◆ DATA:
..........
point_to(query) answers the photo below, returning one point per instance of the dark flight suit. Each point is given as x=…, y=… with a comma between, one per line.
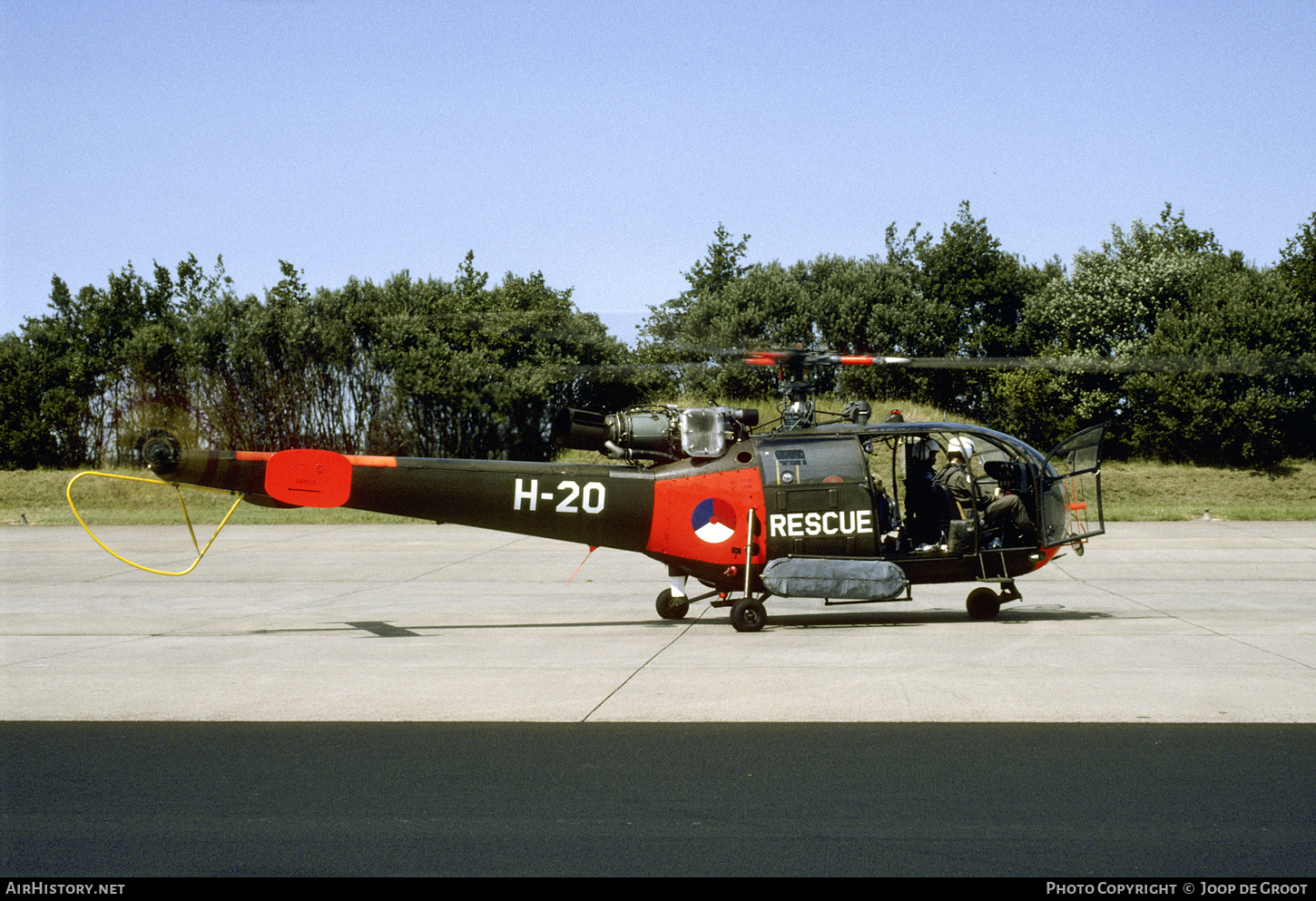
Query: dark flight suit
x=1008, y=508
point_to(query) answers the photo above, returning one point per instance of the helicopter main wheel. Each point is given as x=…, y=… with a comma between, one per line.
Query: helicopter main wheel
x=748, y=614
x=983, y=604
x=669, y=608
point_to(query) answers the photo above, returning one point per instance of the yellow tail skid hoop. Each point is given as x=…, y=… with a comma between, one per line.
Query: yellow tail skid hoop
x=201, y=552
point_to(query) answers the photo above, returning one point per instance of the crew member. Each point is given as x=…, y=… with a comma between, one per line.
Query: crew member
x=995, y=509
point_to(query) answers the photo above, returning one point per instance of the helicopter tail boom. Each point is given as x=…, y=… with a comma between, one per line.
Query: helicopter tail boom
x=594, y=504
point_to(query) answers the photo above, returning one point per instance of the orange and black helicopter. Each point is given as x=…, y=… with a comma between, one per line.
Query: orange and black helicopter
x=844, y=509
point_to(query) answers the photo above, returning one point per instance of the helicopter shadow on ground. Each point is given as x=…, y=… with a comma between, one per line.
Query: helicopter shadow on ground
x=926, y=617
x=830, y=619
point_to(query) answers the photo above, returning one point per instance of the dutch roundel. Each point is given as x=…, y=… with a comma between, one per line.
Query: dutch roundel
x=713, y=520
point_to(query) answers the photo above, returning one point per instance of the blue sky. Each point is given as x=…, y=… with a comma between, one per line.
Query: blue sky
x=603, y=142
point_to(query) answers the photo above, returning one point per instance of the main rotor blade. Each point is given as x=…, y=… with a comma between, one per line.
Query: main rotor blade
x=1129, y=365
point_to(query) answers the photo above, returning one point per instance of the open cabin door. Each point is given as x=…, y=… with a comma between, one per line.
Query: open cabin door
x=1072, y=489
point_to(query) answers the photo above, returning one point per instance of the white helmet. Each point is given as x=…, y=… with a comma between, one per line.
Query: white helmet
x=962, y=446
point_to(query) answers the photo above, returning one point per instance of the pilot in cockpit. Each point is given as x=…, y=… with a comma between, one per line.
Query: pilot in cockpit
x=995, y=509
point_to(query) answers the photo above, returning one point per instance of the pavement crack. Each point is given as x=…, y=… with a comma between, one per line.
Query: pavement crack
x=655, y=655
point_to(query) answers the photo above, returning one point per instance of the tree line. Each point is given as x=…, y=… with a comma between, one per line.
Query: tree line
x=1191, y=351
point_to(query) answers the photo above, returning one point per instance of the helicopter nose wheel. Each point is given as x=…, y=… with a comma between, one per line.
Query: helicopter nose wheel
x=670, y=608
x=748, y=614
x=983, y=604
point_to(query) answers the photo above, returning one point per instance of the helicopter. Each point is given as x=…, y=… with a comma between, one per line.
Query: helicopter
x=845, y=509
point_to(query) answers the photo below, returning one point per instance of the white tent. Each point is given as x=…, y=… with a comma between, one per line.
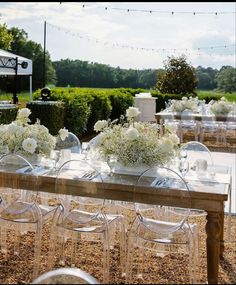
..........
◆ SHORT EXERCISE: How many lines of the listing above contain the string "shadow"? Reply with the number alone.

◆ WRITTEN REPLY: 2